[Location annotation dataset excerpts]
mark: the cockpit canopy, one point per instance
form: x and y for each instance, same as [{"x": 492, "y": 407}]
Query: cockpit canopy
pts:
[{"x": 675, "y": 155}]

Your instructions — Reproduce the rows above verbatim, line for line.

Solved exercise —
mark: the cockpit canopy, one point per instance
form: x and y for each instance, same as [{"x": 492, "y": 407}]
Query: cockpit canopy
pts:
[{"x": 675, "y": 155}]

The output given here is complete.